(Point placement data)

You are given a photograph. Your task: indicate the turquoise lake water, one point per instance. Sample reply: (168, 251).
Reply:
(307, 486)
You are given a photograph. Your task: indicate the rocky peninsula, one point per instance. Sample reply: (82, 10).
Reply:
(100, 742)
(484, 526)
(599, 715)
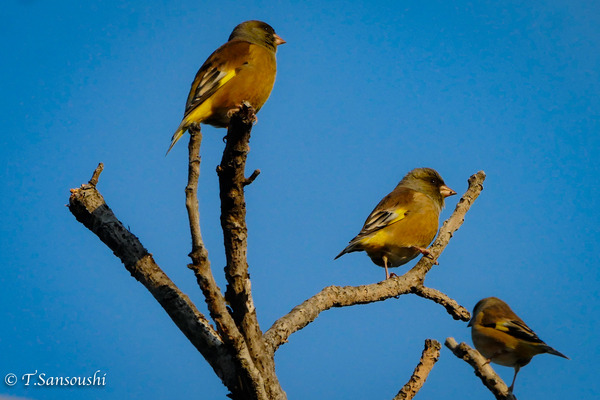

## What is expected
Rewrite the data above, changing "photograph" to "picture" wherever it appears and keeping everything else unchanged. Leave the pictures out.

## Response to this task
You are given a picture. Your task: indicate the turquoise lake water, one point per instance. Sample reply: (168, 251).
Reply:
(307, 486)
You are given a picture. Your task: indicate the rocky peninsula, one point per instance. Sample reply: (82, 10).
Reply:
(100, 742)
(484, 526)
(599, 715)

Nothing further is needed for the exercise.